[Rows from a pointing dataset]
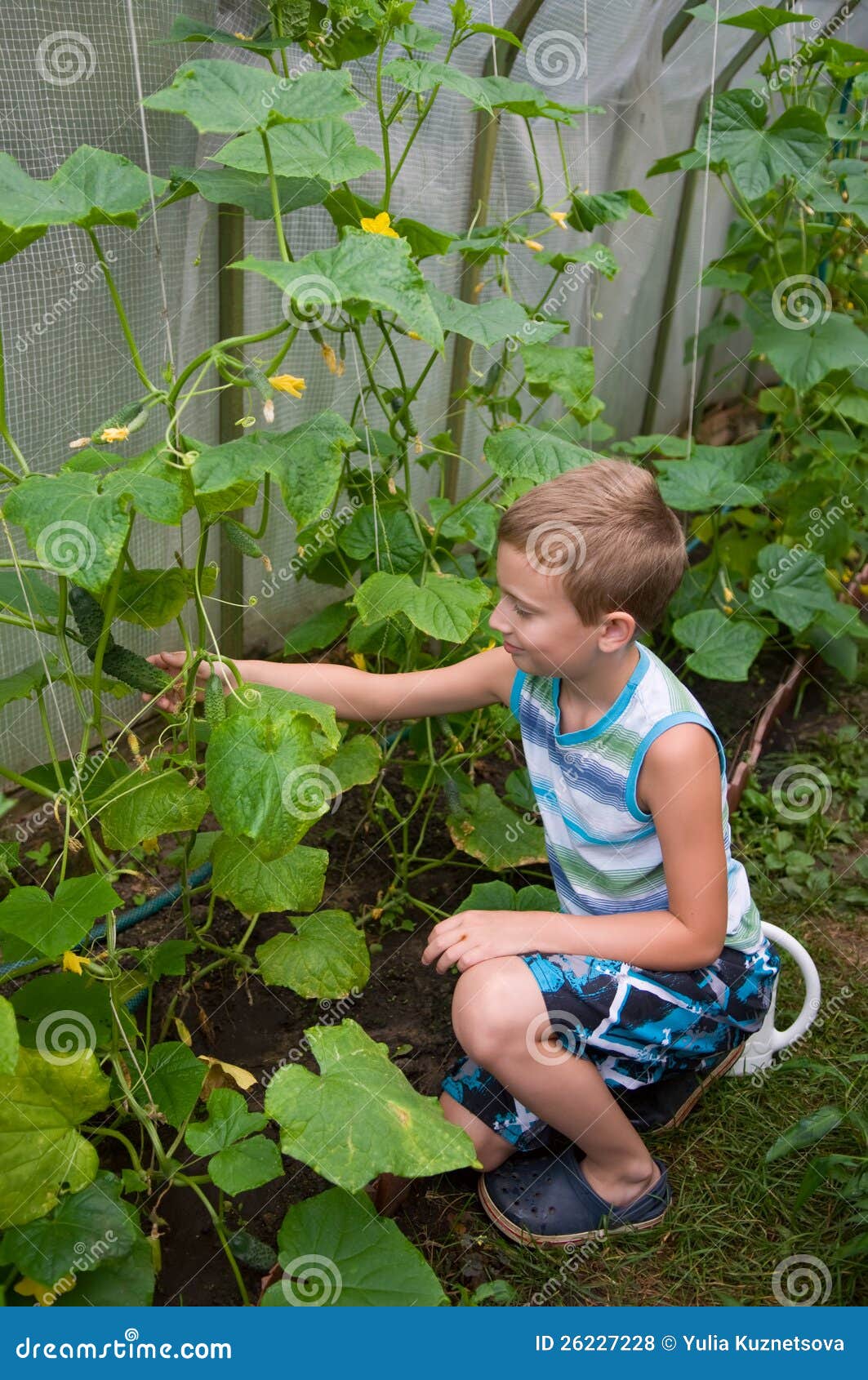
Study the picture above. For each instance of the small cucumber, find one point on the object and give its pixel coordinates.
(214, 701)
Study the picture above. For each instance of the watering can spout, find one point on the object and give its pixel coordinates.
(768, 1041)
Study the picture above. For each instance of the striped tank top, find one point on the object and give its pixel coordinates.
(603, 850)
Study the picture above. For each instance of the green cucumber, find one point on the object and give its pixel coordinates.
(214, 701)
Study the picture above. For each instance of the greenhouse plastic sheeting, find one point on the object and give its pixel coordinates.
(68, 78)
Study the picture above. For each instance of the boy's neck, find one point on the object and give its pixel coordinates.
(595, 693)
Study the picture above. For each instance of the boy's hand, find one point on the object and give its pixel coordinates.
(173, 664)
(474, 936)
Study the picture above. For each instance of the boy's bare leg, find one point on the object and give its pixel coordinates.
(501, 1022)
(492, 1150)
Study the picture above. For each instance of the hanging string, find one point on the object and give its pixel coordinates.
(703, 227)
(154, 207)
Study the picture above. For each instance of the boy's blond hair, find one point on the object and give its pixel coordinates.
(606, 530)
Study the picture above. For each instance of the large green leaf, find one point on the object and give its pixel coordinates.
(494, 93)
(324, 149)
(490, 831)
(327, 957)
(721, 475)
(246, 1165)
(54, 924)
(588, 210)
(443, 606)
(40, 1150)
(154, 598)
(725, 648)
(360, 1117)
(568, 372)
(527, 453)
(221, 97)
(228, 1121)
(360, 268)
(486, 324)
(758, 156)
(173, 1081)
(265, 780)
(73, 529)
(806, 354)
(293, 882)
(109, 188)
(792, 584)
(90, 188)
(93, 1218)
(24, 682)
(337, 1252)
(8, 1037)
(250, 191)
(145, 805)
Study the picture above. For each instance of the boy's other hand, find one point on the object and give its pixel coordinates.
(173, 664)
(474, 936)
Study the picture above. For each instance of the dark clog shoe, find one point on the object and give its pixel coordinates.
(545, 1200)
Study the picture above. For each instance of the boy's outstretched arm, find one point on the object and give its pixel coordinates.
(363, 696)
(679, 786)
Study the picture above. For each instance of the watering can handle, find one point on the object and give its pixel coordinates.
(780, 1039)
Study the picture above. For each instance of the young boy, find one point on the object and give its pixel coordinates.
(656, 968)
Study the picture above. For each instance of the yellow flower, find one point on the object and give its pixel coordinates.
(380, 225)
(72, 962)
(287, 384)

▸ **What the task requires**
Copy all of the material above verbatim, including every coordinate pair, and omit the pictures from your output.

▸ **Reply to the task**
Study the picture above. For each instance of the small cucumber, find one point on the object and give its pixel coordinates.
(214, 701)
Study the picture above. For each instance of the watering can spout, find one point on the object and give its pixel coordinates.
(768, 1041)
Study the picture above. For each instance of the striped tank top, find one point on the object and give its pixel coordinates.
(603, 850)
Study the picture above. For each instance of the green cucumber, find one point on the object and give its pixel coordinates.
(214, 701)
Study the picture above. For each instance of the greenhouse plastic sheeting, find one point on the object and give its pixel coordinates.
(68, 78)
Study the picture above. For each instance of the boy's neck, find one point on the object and give its pixel coordinates.
(595, 693)
Study the picture above. For each instance of the boy's hand, find one point on the object and give its pixel coordinates.
(173, 664)
(474, 936)
Study the picture above. For each instance of the boy's bare leg, find one point on the object and give its pixel coordinates.
(501, 1022)
(492, 1150)
Study the picture above. For each instance of the hanging string, find one point on the object and give its pixel coordinates.
(703, 227)
(154, 207)
Study the picture above. For each instance of the boy's blond hair, find one point on the object and give its pixel coordinates.
(606, 530)
Study the picture above. For each instance of the large green leaf, find one point on the object and give its pixel coordinates.
(494, 93)
(324, 149)
(490, 831)
(327, 957)
(721, 475)
(246, 1165)
(54, 924)
(588, 210)
(443, 606)
(40, 1150)
(154, 598)
(725, 648)
(360, 1117)
(568, 372)
(527, 453)
(221, 97)
(228, 1121)
(360, 268)
(486, 324)
(758, 156)
(173, 1081)
(265, 780)
(73, 529)
(806, 354)
(293, 882)
(109, 188)
(792, 584)
(90, 188)
(93, 1218)
(24, 682)
(337, 1252)
(8, 1037)
(250, 191)
(145, 805)
Study the picture above. For each instance of the boy's other hand, find one point on the object and give its pixel coordinates.
(173, 664)
(474, 936)
Study the picture above. For each instance of the dark clog shoe, find one point on the object and give its pixel coordinates.
(545, 1200)
Study the picture above. For each instance of the boy's outstretched arm, find one point on the object and give its pixel coordinates.
(363, 696)
(679, 786)
Study the picture above. For each instance of the watering can handle, find one point on the object and give its pixel coordinates.
(780, 1039)
Study the picture above. For each instance of the young boy, find one point on the object and give its pixel coordinates.
(656, 968)
Study the picture above. For each instance of the yellow flower, find one point on the object and give its pixel coordinates.
(380, 225)
(72, 962)
(287, 384)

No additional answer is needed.